Check your understanding —
1 – In the passage on prosthetists, what are the connecting components between the socket and the foot or ankle assembly usually made of?
2 – Reproduce the passage on prosthetists word for word, from "Allied health profession" up to and including "evaluate treatment outcome.".

= Prosthetist =

Allied health profession

A prosthetist, as defined by The World Health Organization, is a healthcare professional with overall responsibly of prosthetics and orthotics treatment, who can supervise and mentor the practice of other personnel. They are clinicians trained to assess the needs of the user, prescribe treatment, determine the precise technical specifications of prosthesis and orthosis, take measurements and image of body segments, prepare model of the evaluation, fit devices and evaluate treatment outcome.

A prosthetist is a person who has been qualified and certified to treat a person by using prostheses to residual limbs of the upper and lower extremities. The fitting of lower extremity prostheses, for example, first involves making a socket that fits the residuum. The socket is usually manufactured out of fiberglass or carbon fiber infused with acrylic resin, also made from thermoplastics over a positive model of the residuum. The socket is connected to a foot or ankle assembly and in the case of above knee amputation, an artificial knee. The connecting components are usually an aluminum tube with two part pyramid alignment devices one at each end. One of the devices connects to the ankle and the other one to the socket. They allow the foot to be placed in proper position to support the person's weight with the least possible lateral forces acting through the system. Prostheses are aligned with the client walking, while the prosthetist observes the gait and corrects for any deviations from optimized movement when the leg is in the air and for its position at heel strike and toe off.

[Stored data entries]
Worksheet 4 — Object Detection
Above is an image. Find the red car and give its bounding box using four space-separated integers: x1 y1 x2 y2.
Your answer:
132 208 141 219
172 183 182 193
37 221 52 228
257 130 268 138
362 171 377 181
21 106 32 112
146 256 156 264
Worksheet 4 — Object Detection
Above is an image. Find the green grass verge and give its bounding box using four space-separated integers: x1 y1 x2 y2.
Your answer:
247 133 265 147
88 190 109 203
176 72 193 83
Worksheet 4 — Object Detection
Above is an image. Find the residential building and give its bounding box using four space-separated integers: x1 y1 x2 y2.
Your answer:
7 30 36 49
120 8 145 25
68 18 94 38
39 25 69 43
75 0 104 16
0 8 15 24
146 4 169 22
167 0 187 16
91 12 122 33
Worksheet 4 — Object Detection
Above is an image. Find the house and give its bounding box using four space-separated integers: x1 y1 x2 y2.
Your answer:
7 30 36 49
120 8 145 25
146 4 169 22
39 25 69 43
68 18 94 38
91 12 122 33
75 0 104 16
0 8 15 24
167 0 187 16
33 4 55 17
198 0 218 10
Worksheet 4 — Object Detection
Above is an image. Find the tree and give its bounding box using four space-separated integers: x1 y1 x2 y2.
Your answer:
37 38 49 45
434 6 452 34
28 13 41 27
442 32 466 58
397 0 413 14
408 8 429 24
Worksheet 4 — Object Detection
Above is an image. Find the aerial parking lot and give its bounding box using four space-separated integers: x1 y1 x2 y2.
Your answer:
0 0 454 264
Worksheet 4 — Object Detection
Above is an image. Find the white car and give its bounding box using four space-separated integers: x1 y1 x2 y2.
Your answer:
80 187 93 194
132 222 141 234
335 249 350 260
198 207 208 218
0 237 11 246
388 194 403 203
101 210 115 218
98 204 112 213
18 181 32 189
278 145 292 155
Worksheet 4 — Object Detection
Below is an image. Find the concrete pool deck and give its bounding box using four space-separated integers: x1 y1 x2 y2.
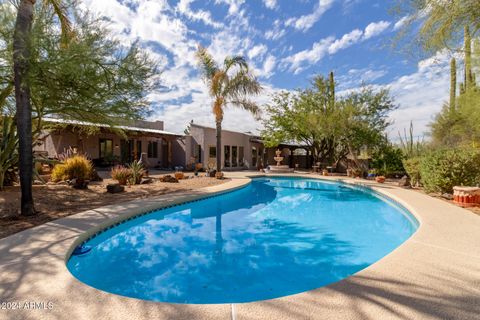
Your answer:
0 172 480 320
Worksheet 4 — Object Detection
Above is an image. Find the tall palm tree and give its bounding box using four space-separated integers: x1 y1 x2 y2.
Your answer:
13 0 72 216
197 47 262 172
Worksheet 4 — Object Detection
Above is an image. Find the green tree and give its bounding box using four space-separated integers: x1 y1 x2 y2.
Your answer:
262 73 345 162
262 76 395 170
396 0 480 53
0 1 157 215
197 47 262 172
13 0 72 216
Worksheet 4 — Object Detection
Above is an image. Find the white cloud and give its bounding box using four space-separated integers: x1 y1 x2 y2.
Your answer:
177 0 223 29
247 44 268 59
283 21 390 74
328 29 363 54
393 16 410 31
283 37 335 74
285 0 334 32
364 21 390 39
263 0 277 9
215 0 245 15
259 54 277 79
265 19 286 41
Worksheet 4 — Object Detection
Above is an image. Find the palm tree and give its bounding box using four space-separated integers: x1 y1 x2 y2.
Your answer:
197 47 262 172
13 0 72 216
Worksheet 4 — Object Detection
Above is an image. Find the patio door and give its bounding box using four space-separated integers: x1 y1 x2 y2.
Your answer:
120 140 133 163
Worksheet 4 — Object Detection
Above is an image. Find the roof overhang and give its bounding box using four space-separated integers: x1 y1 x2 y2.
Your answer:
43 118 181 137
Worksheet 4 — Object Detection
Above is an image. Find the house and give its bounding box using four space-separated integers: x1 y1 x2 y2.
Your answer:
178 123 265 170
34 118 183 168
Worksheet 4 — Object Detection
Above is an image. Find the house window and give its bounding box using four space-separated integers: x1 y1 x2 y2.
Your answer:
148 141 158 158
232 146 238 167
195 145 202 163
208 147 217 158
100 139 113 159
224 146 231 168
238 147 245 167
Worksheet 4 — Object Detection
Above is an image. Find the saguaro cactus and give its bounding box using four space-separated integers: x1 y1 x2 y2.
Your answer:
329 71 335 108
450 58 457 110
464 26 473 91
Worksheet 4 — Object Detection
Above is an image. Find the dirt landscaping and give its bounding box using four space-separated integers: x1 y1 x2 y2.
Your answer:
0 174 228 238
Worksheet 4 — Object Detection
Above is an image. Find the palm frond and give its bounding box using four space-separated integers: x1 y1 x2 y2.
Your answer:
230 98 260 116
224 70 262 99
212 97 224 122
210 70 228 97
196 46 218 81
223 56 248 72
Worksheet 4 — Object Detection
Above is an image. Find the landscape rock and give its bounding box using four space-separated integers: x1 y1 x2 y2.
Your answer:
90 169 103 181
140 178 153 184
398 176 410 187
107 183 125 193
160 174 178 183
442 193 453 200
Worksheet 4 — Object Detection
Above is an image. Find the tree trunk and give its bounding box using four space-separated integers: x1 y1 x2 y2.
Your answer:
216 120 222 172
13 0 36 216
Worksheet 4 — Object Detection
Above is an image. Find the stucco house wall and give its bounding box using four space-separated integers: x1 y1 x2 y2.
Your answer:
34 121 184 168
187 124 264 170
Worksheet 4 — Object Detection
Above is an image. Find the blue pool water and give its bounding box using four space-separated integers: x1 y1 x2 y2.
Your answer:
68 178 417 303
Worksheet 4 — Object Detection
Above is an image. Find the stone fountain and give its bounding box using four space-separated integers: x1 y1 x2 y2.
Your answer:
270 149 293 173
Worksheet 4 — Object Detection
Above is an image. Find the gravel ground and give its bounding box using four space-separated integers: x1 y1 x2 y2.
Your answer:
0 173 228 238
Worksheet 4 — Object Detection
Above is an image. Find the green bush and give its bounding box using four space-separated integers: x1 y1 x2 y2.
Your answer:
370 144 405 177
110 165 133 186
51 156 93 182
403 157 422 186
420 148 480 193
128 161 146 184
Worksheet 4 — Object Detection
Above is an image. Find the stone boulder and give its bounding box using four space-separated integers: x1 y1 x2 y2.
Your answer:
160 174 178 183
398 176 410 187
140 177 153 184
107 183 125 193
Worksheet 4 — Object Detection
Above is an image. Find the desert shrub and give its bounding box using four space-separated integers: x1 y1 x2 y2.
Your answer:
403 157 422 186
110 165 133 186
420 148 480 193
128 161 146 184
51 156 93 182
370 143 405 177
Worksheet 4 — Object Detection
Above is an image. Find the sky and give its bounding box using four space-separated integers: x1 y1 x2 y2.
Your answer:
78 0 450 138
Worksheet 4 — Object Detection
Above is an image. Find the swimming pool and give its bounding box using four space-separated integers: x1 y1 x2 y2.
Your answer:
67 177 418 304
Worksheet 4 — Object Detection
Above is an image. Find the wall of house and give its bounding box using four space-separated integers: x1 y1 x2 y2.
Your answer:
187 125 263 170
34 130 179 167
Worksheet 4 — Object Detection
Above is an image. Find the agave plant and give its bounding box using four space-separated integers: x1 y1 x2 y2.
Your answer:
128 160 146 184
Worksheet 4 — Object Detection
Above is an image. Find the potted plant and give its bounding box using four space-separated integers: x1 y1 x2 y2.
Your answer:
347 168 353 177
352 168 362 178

==

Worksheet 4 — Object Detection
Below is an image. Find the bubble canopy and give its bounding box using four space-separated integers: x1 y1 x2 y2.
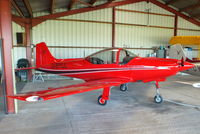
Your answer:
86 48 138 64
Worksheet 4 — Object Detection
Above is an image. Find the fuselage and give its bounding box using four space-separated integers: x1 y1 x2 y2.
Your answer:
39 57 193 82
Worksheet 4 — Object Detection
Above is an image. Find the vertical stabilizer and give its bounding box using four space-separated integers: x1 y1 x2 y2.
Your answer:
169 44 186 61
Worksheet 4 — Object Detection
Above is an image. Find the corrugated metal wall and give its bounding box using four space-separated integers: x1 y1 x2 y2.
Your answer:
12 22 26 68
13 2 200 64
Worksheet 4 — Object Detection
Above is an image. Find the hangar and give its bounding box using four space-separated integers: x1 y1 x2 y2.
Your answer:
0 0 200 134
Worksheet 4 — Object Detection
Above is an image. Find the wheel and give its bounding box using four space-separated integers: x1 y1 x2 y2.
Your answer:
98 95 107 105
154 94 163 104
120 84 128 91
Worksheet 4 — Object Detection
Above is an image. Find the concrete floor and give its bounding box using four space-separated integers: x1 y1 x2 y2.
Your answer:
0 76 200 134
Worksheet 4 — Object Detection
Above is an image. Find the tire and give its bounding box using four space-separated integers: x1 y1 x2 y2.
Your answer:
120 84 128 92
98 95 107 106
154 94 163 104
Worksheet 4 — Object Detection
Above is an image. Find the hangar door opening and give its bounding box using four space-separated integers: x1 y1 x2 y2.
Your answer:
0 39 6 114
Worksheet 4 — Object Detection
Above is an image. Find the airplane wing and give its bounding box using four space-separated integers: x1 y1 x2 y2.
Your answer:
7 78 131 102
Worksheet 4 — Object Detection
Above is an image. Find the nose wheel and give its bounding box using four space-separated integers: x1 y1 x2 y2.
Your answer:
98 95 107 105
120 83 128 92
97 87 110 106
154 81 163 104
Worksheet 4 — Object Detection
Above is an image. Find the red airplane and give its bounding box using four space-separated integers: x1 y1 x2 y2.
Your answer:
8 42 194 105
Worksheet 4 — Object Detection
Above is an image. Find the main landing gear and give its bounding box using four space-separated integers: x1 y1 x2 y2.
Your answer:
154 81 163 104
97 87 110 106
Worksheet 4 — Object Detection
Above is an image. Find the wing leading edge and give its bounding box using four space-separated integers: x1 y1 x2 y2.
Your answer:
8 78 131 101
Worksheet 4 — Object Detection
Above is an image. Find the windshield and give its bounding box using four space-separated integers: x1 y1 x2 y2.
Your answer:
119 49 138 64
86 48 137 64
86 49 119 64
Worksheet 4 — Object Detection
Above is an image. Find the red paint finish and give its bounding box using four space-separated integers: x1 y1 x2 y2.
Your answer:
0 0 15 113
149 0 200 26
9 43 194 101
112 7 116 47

Solutions to the exercise —
1 – An aluminum tube with two-part pyramid alignment devices, one at each end.

2 –
Allied health profession

A prosthetist, as defined by The World Health Organization, is a healthcare professional with overall responsibly of prosthetics and orthotics treatment, who can supervise and mentor the practice of other personnel. They are clinicians trained to assess the needs of the user, prescribe treatment, determine the precise technical specifications of prosthesis and orthosis, take measurements and image of body segments, prepare model of the evaluation, fit devices and evaluate treatment outcome.